Görev A -> İntihar haberleriyle ilgili metinden "Üçü de birbirinden" ile "Öyle mi gerçekten?" arasındaki kısmı, bu iki ifade de dahil olmak üzere, birebir aktarın.
Görev B -> İntihar haberleriyle ilgili metinde "bir arada halledilir" sözünden hemen önce sayılan kavramların hepsini yazın.
Görev C ->
Aşağıdaki ifadelerin her birinin intihar haberleriyle ilgili metinle uyuşup uyuşmadığını evet ya da hayır diye belirtin. Her yanıtın yanına metindeki belirleyici sözleri birebir alıntılayın.
(i) İntiharlar haber yapıldıkça toplumda takip eden intihar sayısı artar.
(ii) Medyada intiharın kullanılmaması bir sansürdür.
(iii) Söz konusu bildiriyi Türk Psikoloji Derneği yayınlamıştır.

#### Alıntı metin

Üçü de birbirinden farklı görünen ama temelde kendi canını alma fiiline giden üç intihar eylemi, üstelik haklarında yazılıp çizilen ya da kendi haklarında yazıp çizdikleri dışında tanımadığımız üç insan hakkında hepimizin bir duygusu, bir görüşü, bir "illa ki söylemem lazım"ı var. Neden? Çünkü medya bize bunu yaptırıyor; üzerinde düşüneceğimiz gündemler yaratıyor, bozuyor, bizi ellerimizden tutup "düşünmeye" ve "hissetmeye" götürüyor. Yaşasın medya. Öyle mi gerçekten?
İntihar haber yapıldığında, bunun sonuçları yıkıcı olur. İntihar haberleri ayrıntılı ve görüntülü olarak medyada yer aldığında, ölen kişi içselleştirilir. Bazen kahramanlaştırılır, bazen yerin dibine sokulur. Ölen kişinin tüm bunlara yanıt verme olasılığı olmadığından ailesi, sevdikleri okların ucuna getirilir. Suçlu aranır, suçlu bulunur, yasama, yürütme, yargı bir arada halledilir. Bir de ona hayranlık duyan "kopya kediler" türer peşinden. Ona özenip, ben de böyle hissediyorum yahu diye düşünen, o yaptı kahraman oldu, ben de deneyeyim diyen insanlar.. İntiharlar haber yapıldıkça, toplumda takip eden intihar sayısı artar. Bu nedenle Türk Psikoloji Derneği şurada iyi bir bildiri yayınlamış, medyada intiharın "kullanılmaması" konusunda, uzman klinik psikolog olarak ben de aynen katılıyorum. Bu sansür değildir, Türkiye dışındaki bir çok ülkede intihar medya haberi olarak kullanıl(a)maz.

########
#### Gösterilen satırlar

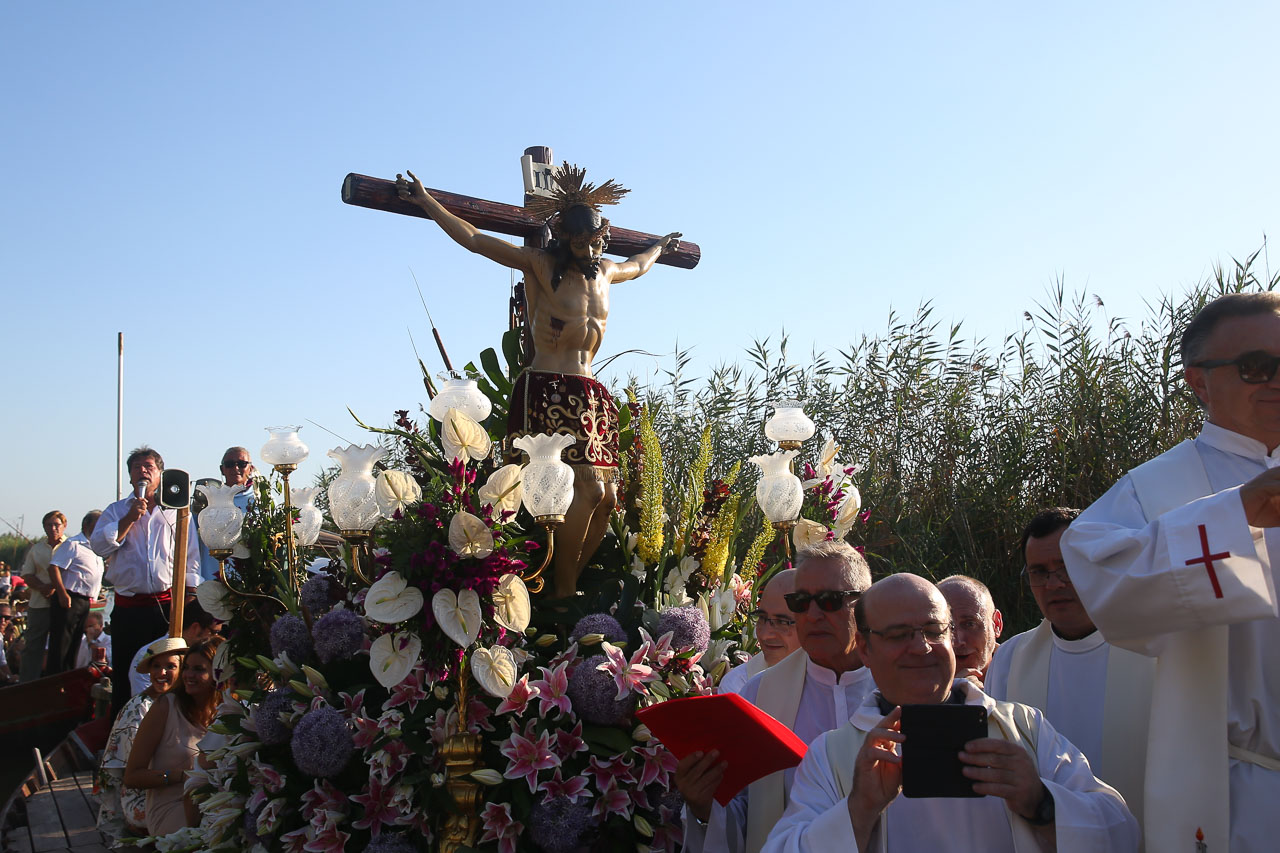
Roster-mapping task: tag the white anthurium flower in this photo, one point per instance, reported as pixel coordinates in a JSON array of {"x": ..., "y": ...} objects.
[
  {"x": 808, "y": 533},
  {"x": 215, "y": 598},
  {"x": 494, "y": 669},
  {"x": 470, "y": 536},
  {"x": 462, "y": 437},
  {"x": 393, "y": 656},
  {"x": 458, "y": 615},
  {"x": 394, "y": 491},
  {"x": 391, "y": 600},
  {"x": 511, "y": 607},
  {"x": 503, "y": 489}
]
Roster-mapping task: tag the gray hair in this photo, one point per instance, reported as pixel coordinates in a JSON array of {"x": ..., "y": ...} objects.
[{"x": 853, "y": 565}]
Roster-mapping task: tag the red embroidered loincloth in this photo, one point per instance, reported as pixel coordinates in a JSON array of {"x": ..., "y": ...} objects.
[{"x": 580, "y": 406}]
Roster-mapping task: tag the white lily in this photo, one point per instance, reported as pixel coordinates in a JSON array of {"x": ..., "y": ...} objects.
[
  {"x": 392, "y": 657},
  {"x": 503, "y": 489},
  {"x": 470, "y": 536},
  {"x": 215, "y": 598},
  {"x": 391, "y": 600},
  {"x": 511, "y": 607},
  {"x": 458, "y": 615},
  {"x": 462, "y": 437},
  {"x": 808, "y": 533},
  {"x": 394, "y": 491},
  {"x": 494, "y": 669}
]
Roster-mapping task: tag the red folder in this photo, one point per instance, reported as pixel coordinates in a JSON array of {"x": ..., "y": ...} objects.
[{"x": 752, "y": 742}]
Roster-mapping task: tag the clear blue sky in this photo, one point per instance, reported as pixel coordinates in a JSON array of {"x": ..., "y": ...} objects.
[{"x": 174, "y": 172}]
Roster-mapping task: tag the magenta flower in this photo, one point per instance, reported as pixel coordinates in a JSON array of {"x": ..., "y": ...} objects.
[
  {"x": 552, "y": 690},
  {"x": 501, "y": 826},
  {"x": 627, "y": 675},
  {"x": 572, "y": 790},
  {"x": 519, "y": 697},
  {"x": 526, "y": 756}
]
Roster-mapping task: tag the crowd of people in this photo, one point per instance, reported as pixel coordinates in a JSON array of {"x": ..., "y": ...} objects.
[{"x": 1143, "y": 712}]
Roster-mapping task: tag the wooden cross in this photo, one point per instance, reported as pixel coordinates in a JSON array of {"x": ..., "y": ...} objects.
[
  {"x": 379, "y": 194},
  {"x": 1207, "y": 559}
]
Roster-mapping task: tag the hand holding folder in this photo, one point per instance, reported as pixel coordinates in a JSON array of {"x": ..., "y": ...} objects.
[{"x": 750, "y": 742}]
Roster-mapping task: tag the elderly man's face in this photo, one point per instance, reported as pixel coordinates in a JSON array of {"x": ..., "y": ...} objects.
[
  {"x": 1230, "y": 402},
  {"x": 977, "y": 624},
  {"x": 237, "y": 469},
  {"x": 826, "y": 637},
  {"x": 908, "y": 648}
]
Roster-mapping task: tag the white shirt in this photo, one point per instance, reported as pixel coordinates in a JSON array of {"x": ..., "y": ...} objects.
[
  {"x": 1077, "y": 687},
  {"x": 144, "y": 561},
  {"x": 1089, "y": 817},
  {"x": 81, "y": 568},
  {"x": 826, "y": 702},
  {"x": 1134, "y": 579}
]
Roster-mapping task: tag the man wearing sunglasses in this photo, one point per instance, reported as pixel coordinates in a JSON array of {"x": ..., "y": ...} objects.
[
  {"x": 1034, "y": 789},
  {"x": 237, "y": 469},
  {"x": 775, "y": 632},
  {"x": 1096, "y": 694},
  {"x": 1175, "y": 561},
  {"x": 812, "y": 690}
]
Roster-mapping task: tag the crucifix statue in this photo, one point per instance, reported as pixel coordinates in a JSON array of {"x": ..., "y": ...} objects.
[{"x": 567, "y": 293}]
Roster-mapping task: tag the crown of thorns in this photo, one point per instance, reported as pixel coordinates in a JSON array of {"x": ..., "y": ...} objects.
[{"x": 571, "y": 190}]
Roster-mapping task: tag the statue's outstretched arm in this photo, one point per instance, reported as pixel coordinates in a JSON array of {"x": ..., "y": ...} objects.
[
  {"x": 638, "y": 265},
  {"x": 462, "y": 232}
]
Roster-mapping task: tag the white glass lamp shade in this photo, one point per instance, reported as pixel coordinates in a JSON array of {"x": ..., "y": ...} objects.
[
  {"x": 220, "y": 523},
  {"x": 778, "y": 492},
  {"x": 462, "y": 395},
  {"x": 284, "y": 447},
  {"x": 547, "y": 480},
  {"x": 789, "y": 423},
  {"x": 352, "y": 495},
  {"x": 306, "y": 529}
]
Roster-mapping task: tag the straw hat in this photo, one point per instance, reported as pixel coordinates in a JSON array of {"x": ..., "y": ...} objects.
[{"x": 167, "y": 646}]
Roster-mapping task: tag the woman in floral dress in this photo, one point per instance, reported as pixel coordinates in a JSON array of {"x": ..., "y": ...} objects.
[{"x": 123, "y": 811}]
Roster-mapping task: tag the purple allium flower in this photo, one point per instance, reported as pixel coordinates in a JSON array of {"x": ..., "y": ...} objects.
[
  {"x": 599, "y": 624},
  {"x": 392, "y": 843},
  {"x": 557, "y": 824},
  {"x": 289, "y": 634},
  {"x": 338, "y": 635},
  {"x": 315, "y": 593},
  {"x": 266, "y": 717},
  {"x": 321, "y": 743},
  {"x": 688, "y": 625},
  {"x": 592, "y": 692}
]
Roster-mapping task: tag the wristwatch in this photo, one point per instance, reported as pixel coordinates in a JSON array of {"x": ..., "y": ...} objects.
[{"x": 1045, "y": 812}]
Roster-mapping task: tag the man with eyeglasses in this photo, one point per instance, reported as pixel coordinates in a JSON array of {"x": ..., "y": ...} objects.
[
  {"x": 775, "y": 632},
  {"x": 1034, "y": 789},
  {"x": 1098, "y": 696},
  {"x": 812, "y": 690},
  {"x": 1175, "y": 561},
  {"x": 237, "y": 469}
]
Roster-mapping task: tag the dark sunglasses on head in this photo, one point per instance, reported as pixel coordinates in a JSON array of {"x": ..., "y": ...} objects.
[
  {"x": 1255, "y": 368},
  {"x": 828, "y": 600}
]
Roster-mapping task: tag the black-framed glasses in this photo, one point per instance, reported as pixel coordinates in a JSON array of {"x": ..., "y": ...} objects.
[
  {"x": 903, "y": 634},
  {"x": 781, "y": 623},
  {"x": 1255, "y": 368},
  {"x": 1040, "y": 575},
  {"x": 828, "y": 600}
]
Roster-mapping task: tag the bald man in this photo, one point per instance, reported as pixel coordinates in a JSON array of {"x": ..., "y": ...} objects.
[{"x": 775, "y": 632}]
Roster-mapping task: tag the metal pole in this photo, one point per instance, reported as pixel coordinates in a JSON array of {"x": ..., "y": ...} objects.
[{"x": 119, "y": 414}]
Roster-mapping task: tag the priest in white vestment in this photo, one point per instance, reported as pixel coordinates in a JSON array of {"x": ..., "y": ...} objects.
[
  {"x": 812, "y": 690},
  {"x": 775, "y": 632},
  {"x": 1097, "y": 696},
  {"x": 1174, "y": 562},
  {"x": 1037, "y": 789}
]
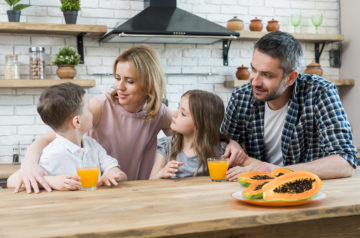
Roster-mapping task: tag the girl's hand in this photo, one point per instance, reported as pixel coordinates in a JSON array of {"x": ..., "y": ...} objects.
[
  {"x": 64, "y": 182},
  {"x": 111, "y": 177},
  {"x": 170, "y": 169}
]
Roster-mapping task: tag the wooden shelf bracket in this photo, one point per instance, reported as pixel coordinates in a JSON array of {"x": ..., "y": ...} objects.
[{"x": 318, "y": 51}]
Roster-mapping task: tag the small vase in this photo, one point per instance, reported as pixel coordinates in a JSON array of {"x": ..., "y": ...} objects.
[
  {"x": 66, "y": 71},
  {"x": 313, "y": 68},
  {"x": 272, "y": 25},
  {"x": 242, "y": 73},
  {"x": 256, "y": 25},
  {"x": 70, "y": 17},
  {"x": 13, "y": 15},
  {"x": 235, "y": 24}
]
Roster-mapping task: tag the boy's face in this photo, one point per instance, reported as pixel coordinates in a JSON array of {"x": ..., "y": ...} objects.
[{"x": 86, "y": 117}]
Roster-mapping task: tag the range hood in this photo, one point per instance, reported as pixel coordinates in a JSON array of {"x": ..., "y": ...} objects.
[{"x": 162, "y": 22}]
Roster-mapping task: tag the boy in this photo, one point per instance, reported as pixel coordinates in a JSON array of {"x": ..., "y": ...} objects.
[{"x": 65, "y": 108}]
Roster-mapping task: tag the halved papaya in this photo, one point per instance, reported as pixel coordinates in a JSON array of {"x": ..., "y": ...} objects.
[
  {"x": 295, "y": 186},
  {"x": 255, "y": 190},
  {"x": 280, "y": 171},
  {"x": 248, "y": 178}
]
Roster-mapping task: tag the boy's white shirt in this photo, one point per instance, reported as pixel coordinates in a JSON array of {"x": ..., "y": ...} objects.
[{"x": 62, "y": 156}]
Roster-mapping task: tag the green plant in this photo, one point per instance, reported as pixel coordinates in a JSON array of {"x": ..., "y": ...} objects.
[
  {"x": 14, "y": 6},
  {"x": 67, "y": 56},
  {"x": 70, "y": 5}
]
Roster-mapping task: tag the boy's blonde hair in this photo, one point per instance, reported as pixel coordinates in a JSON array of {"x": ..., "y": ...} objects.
[
  {"x": 148, "y": 71},
  {"x": 207, "y": 111}
]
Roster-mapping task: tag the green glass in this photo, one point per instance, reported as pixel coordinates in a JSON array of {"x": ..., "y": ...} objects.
[
  {"x": 295, "y": 20},
  {"x": 317, "y": 20}
]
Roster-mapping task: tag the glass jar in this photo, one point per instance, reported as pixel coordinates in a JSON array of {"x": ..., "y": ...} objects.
[
  {"x": 37, "y": 62},
  {"x": 11, "y": 67}
]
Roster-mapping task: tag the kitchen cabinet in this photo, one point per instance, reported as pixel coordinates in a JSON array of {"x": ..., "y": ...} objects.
[{"x": 22, "y": 83}]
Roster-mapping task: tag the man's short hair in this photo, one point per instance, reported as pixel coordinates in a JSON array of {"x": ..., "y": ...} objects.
[
  {"x": 282, "y": 46},
  {"x": 60, "y": 102}
]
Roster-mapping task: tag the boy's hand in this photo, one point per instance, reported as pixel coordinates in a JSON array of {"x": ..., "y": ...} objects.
[
  {"x": 170, "y": 169},
  {"x": 111, "y": 177},
  {"x": 64, "y": 182}
]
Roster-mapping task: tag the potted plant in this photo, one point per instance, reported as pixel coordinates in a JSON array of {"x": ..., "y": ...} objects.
[
  {"x": 70, "y": 9},
  {"x": 66, "y": 59},
  {"x": 15, "y": 11}
]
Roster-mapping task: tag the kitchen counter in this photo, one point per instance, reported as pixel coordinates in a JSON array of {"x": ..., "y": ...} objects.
[{"x": 191, "y": 207}]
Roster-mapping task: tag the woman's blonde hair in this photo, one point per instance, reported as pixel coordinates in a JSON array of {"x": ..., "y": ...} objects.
[
  {"x": 148, "y": 72},
  {"x": 207, "y": 111}
]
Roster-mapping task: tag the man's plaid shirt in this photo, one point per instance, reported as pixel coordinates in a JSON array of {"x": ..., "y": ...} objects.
[{"x": 315, "y": 126}]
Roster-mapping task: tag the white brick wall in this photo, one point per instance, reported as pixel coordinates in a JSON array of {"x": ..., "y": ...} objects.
[{"x": 187, "y": 66}]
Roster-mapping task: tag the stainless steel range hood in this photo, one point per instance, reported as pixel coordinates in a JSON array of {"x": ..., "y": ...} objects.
[{"x": 162, "y": 22}]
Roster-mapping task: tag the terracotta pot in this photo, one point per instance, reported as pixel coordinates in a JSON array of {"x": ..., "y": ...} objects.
[
  {"x": 313, "y": 68},
  {"x": 272, "y": 25},
  {"x": 242, "y": 73},
  {"x": 256, "y": 25},
  {"x": 66, "y": 71},
  {"x": 235, "y": 24}
]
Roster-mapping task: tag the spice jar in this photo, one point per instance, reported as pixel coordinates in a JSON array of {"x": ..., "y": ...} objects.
[
  {"x": 11, "y": 67},
  {"x": 37, "y": 62},
  {"x": 235, "y": 24}
]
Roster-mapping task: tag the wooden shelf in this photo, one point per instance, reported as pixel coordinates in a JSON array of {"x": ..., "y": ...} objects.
[
  {"x": 26, "y": 83},
  {"x": 251, "y": 35},
  {"x": 56, "y": 29},
  {"x": 337, "y": 82}
]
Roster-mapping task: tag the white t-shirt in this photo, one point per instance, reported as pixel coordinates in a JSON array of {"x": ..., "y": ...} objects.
[
  {"x": 62, "y": 156},
  {"x": 273, "y": 127}
]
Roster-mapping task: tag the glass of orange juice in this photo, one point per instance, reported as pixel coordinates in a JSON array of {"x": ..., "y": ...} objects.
[
  {"x": 217, "y": 168},
  {"x": 89, "y": 174}
]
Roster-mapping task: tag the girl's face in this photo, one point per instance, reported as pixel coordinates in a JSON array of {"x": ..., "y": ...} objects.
[
  {"x": 182, "y": 121},
  {"x": 127, "y": 87}
]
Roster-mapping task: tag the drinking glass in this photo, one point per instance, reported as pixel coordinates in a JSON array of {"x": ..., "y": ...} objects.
[
  {"x": 316, "y": 20},
  {"x": 295, "y": 20},
  {"x": 217, "y": 168},
  {"x": 88, "y": 172}
]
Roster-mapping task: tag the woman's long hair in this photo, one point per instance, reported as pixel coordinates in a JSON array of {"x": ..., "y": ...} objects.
[
  {"x": 147, "y": 67},
  {"x": 207, "y": 111}
]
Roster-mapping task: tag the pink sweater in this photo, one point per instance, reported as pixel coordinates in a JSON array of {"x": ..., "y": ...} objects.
[{"x": 127, "y": 137}]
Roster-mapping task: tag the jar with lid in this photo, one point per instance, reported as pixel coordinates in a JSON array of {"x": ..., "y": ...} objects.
[
  {"x": 37, "y": 62},
  {"x": 11, "y": 67}
]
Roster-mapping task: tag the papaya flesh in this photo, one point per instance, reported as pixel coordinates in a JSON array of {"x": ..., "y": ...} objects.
[
  {"x": 295, "y": 186},
  {"x": 255, "y": 190},
  {"x": 280, "y": 171},
  {"x": 248, "y": 178}
]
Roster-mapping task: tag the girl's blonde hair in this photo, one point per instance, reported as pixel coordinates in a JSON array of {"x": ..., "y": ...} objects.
[
  {"x": 207, "y": 111},
  {"x": 148, "y": 72}
]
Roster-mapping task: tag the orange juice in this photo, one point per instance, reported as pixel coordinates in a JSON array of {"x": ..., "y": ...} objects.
[
  {"x": 88, "y": 177},
  {"x": 217, "y": 168}
]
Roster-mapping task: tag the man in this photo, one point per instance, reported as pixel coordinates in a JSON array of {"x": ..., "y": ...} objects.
[{"x": 286, "y": 119}]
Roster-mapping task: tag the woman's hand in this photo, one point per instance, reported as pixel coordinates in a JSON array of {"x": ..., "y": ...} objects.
[
  {"x": 170, "y": 169},
  {"x": 64, "y": 182},
  {"x": 236, "y": 153},
  {"x": 111, "y": 177},
  {"x": 30, "y": 175}
]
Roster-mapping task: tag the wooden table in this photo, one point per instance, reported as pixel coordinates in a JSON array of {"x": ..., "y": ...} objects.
[{"x": 193, "y": 207}]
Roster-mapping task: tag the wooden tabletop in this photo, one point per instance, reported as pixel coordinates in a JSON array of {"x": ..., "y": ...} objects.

########

Yanıt A ->
Üçü de birbirinden farklı görünen ama temelde kendi canını alma fiiline giden üç intihar eylemi, üstelik haklarında yazılıp çizilen ya da kendi haklarında yazıp çizdikleri dışında tanımadığımız üç insan hakkında hepimizin bir duygusu, bir görüşü, bir "illa ki söylemem lazım"ı var. Neden? Çünkü medya bize bunu yaptırıyor; üzerinde düşüneceğimiz gündemler yaratıyor, bozuyor, bizi ellerimizden tutup "düşünmeye" ve "hissetmeye" götürüyor. Yaşasın medya. Öyle mi gerçekten?

Yanıt B -> Yasama, yürütme, yargı

Yanıt C ->
(i) Evet: "İntiharlar haber yapıldıkça, toplumda takip eden intihar sayısı artar."
(ii) Hayır: "Bu sansür değildir"
(iii) Evet: "Türk Psikoloji Derneği şurada iyi bir bildiri yayınlamış"